» Textauszug:
Lost In Translation Again
Von Christoph PetersenZwar schaut die von Rashida Jones gespielte Schriftstellerin Laura in einer der ersten Szenen ein Stand-Up-Special von Chris Rock, in dem der Comedian erklärt, dass er seit seiner Hochzeit nicht mehr „fickt“, sondern „Geschlechtsverkehr“ hat - aber das ist wohl eher nicht der Grund, warum Oscargewinnerin Sofia Coppola ihren neuen, auch wieder von ihr selbst geschriebenen Film „On The Rocks“ getauft hat.
Stattdessen hängt es wohl ganz lapidar damit zusammen, dass Lauras Vater, ein Charmeur der alten Schule, seine Drinks mit Eiswürfeln, also on the rocks bestellt. Wobei zusätzlich natürlich auch eine gewisse Meta-Bedeutung im Titel mitschwingt: Schließlich ist „On The Rocks“ die erste Kino-Zusammenarbeit von Sofia Coppola und Bill Murray seit ihrem Kultfilm „Lost In Translation“ – und in dem hängt der von Murray verkörperte Bob Harris ja deshalb in einem Hotel in Tokio rum, weil er in einem japanischen Werbespot für Whiskey mitspielen soll.
Es deutet immer mehr darauf hin, dass Laura von ihrem Mann Dean betrogen wird...
Diesmal hat es allerdings nichts mit der Sprache zu tun, dass die Protagonisten „lost in translation“ sind – vielmehr geht es um die Verständigungsprobleme zwischen den Generationen und den Geschlechtern: Während Laura sich um die zwei gemeinsamen Töchter kümmert und zunehmend an einer Schreibblockade verzweifelt, feiert ihr Ehemann Dean (Marlon Wayans) riesige Erfolge mit seinem Social-Media-Startup. (Ein weiteres Meta-Element: Bei einer Einweihungsfeier wird über das gute Meeting mit den Leuten von A24 gesprochen. A24 ist das Filmstudio hinter „On The Rocks“.)

» Arbeitsanweisungen:
(a) Zählen Sie die Zeilen in den folgenden Blöcken, die die Zeichenfolge „water“ enthalten, und geben Sie ausschließlich die Anzahl an.
(b) Führen Sie die Filmkritik zu „On The Rocks“ im Anschluss an ihren letzten Satz weiter.

» Zu bearbeitende Zeilen:
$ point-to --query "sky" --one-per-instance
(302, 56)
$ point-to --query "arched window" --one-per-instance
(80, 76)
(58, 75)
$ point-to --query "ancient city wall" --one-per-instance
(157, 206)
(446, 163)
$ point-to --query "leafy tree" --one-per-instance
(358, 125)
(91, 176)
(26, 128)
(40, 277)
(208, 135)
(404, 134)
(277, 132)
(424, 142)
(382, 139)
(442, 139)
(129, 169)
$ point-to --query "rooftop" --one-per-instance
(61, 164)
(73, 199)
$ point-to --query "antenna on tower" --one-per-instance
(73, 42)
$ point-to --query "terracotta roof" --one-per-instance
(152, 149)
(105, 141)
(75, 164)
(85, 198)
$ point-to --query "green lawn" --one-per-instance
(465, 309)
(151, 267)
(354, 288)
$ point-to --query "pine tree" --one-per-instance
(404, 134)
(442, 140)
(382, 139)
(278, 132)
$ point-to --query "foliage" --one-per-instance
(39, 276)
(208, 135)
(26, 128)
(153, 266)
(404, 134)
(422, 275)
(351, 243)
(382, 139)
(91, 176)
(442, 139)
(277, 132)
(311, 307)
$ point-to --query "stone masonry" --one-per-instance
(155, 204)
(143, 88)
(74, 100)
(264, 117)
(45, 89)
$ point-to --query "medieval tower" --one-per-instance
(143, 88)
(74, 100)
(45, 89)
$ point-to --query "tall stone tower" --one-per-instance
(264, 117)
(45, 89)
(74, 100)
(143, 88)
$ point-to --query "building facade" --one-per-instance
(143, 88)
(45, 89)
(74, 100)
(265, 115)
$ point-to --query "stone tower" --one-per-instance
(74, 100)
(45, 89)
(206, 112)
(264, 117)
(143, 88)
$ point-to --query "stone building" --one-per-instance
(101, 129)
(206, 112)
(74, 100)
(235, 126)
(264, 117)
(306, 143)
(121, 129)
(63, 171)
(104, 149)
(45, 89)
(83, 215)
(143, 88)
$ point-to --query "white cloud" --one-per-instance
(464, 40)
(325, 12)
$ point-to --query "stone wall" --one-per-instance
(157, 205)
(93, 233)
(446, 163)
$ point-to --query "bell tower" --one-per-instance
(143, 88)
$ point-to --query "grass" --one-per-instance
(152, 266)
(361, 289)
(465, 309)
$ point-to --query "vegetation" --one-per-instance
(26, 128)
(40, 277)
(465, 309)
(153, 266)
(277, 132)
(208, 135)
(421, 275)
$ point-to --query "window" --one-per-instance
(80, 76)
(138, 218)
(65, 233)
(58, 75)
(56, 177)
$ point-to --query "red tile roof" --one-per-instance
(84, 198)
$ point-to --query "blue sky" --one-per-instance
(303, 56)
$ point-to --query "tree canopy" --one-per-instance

* * *

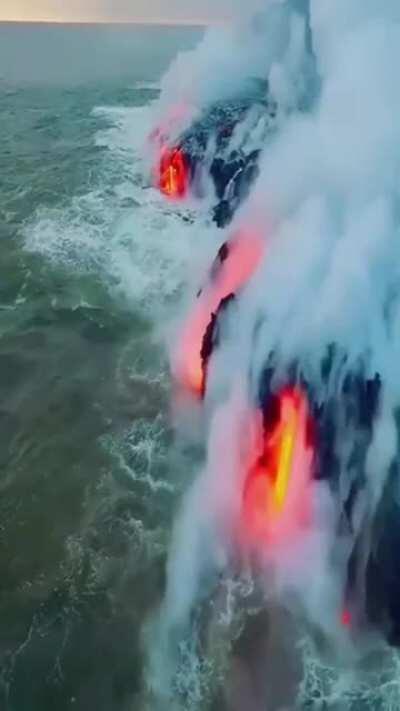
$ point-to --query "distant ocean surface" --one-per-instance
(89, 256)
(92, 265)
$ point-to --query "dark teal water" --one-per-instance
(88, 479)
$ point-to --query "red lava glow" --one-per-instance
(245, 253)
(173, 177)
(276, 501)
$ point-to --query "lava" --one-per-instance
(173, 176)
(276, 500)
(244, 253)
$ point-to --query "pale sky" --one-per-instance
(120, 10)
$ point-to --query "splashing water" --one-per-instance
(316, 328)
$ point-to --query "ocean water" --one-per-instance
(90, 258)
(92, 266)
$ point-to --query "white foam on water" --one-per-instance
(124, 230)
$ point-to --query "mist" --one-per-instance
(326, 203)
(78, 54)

...

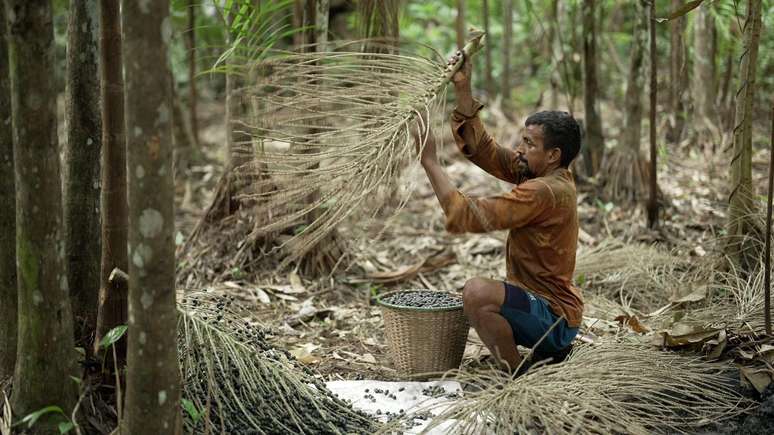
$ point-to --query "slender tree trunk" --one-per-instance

» Ergebnisse je Aufgabe:
(a) 4

(b)
Als sich die Hinweise häufen, dass Dean eine Affäre mit einer Arbeitskollegin haben könnte, nimmt Lauras Vater Felix (Bill Murray), ein notorischer Frauenheld und bestens vernetzter Kunsthändler, die Sache persönlich in die Hand. Er setzt einen Detektiv auf Dean an und startet gemeinsam mit seiner Tochter eine Beschattungsaktion – stilbewusst im knallroten Oldtimer-Cabrio; mit Kaviar statt Cheeseburgern als Nervennahrung...
Im Englischen gibt es das Sprichwort „It Takes One To Know One“. Im Fall von „On The Rocks“ wäre damit gemeint, dass Felix als Fremdgeher mit jahrzehntelanger Erfahrung am besten dazu geeignet ist, einen anderen Schwerenöter dingfest zu machen. Allerdings wird schnell klar, dass das gar nicht sein eigentlicher Antrieb ist – stattdessen sieht er offenbar seine Chance gekommen, noch einmal ein gemeinsames Abenteuer mit seiner Tochter zu erleben. Obwohl einer der Running Gags des Films daraus besteht, dass Laura wiederholt für Felix‘ Freundin gehalten wird, hat diese verkorkste Vater-Tochter-Beziehung etwas einnehmend-melancholisches an sich.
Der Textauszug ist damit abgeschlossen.